What is needed here is a word-for-word copy of all the entries below.

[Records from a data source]
|---|

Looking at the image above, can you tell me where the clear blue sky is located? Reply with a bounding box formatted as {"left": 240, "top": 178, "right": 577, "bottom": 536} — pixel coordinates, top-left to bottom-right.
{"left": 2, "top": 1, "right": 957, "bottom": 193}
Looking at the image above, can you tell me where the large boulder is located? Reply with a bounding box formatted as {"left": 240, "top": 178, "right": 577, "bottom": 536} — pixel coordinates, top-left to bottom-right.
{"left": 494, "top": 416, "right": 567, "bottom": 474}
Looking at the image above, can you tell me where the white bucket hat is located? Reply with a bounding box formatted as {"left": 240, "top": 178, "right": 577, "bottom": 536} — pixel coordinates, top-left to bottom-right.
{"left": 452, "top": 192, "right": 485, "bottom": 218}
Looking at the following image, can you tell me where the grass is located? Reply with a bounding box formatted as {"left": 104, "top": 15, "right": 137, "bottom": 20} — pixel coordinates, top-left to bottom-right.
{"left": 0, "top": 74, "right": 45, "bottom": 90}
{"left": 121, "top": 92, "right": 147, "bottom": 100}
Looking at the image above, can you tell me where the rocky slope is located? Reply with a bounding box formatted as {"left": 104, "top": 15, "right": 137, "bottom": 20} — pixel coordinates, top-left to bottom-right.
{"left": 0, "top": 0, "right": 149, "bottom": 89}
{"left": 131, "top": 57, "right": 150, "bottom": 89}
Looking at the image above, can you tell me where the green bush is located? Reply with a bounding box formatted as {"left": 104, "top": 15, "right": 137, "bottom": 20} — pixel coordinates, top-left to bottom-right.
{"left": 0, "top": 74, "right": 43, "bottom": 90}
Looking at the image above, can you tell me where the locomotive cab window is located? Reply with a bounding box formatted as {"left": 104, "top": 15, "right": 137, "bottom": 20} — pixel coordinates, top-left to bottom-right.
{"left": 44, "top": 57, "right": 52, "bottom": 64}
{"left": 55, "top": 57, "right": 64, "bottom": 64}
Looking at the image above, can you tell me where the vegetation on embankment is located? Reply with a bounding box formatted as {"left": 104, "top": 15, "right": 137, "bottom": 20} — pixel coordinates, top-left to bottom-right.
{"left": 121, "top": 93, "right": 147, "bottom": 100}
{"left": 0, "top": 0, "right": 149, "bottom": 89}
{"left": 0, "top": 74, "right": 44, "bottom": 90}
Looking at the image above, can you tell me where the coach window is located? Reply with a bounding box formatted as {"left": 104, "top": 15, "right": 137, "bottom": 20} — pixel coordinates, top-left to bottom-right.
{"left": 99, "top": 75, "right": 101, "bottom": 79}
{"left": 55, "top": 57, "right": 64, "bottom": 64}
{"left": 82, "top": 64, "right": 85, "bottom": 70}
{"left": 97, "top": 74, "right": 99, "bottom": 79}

|---|

OUTPUT OF THE EXERCISE:
Looking at the image above, can you tell me where the clear blue sky is located? Reply with a bounding box formatted as {"left": 240, "top": 178, "right": 577, "bottom": 536} — pixel coordinates, top-left to bottom-right.
{"left": 2, "top": 1, "right": 957, "bottom": 193}
Looking at the image above, can you tell me where the large boulder is located? Reply with a bounding box formatted as {"left": 240, "top": 178, "right": 577, "bottom": 536} — pixel coordinates, top-left to bottom-right.
{"left": 494, "top": 416, "right": 567, "bottom": 474}
Looking at the image above, can you tell me where the white bucket hat is located? Reply with a bounding box formatted as {"left": 240, "top": 178, "right": 577, "bottom": 536} — pixel coordinates, top-left to bottom-right.
{"left": 452, "top": 192, "right": 485, "bottom": 218}
Looking at the following image, can you tell me where the grass is located? Reply with a bounding box formatted as {"left": 104, "top": 15, "right": 137, "bottom": 20} — pixel coordinates, top-left to bottom-right.
{"left": 0, "top": 74, "right": 45, "bottom": 90}
{"left": 121, "top": 92, "right": 147, "bottom": 100}
Looking at the image above, can you tell me where the rocky slope is located? Reply with a bounding box formatted as {"left": 104, "top": 15, "right": 137, "bottom": 20} — pixel coordinates, top-left to bottom-right.
{"left": 0, "top": 0, "right": 149, "bottom": 89}
{"left": 131, "top": 57, "right": 150, "bottom": 89}
Looking at the image above, can you tell me where the green bush is located? Reply with a bounding box formatted as {"left": 104, "top": 15, "right": 137, "bottom": 20} — pixel coordinates, top-left to bottom-right.
{"left": 0, "top": 74, "right": 43, "bottom": 90}
Looking at the image above, can you tell me where the locomotive cab window is located? Reply with a bounding box formatted as {"left": 104, "top": 15, "right": 137, "bottom": 20} — pixel coordinates, top-left to bottom-right.
{"left": 44, "top": 57, "right": 52, "bottom": 64}
{"left": 55, "top": 57, "right": 64, "bottom": 64}
Looking at the image above, can you tell me where the vegetation on embankment is located? Reply with a bounding box formatted as {"left": 104, "top": 15, "right": 137, "bottom": 20} — pixel coordinates, top-left to bottom-right.
{"left": 121, "top": 93, "right": 147, "bottom": 100}
{"left": 0, "top": 0, "right": 149, "bottom": 89}
{"left": 0, "top": 74, "right": 44, "bottom": 90}
Looking at the image above, can you tell me where the coach window is located? Reply with a bounding box formatted as {"left": 104, "top": 15, "right": 137, "bottom": 20} — pixel coordinates, top-left to bottom-right.
{"left": 99, "top": 75, "right": 101, "bottom": 79}
{"left": 55, "top": 57, "right": 64, "bottom": 64}
{"left": 82, "top": 64, "right": 85, "bottom": 70}
{"left": 97, "top": 74, "right": 99, "bottom": 79}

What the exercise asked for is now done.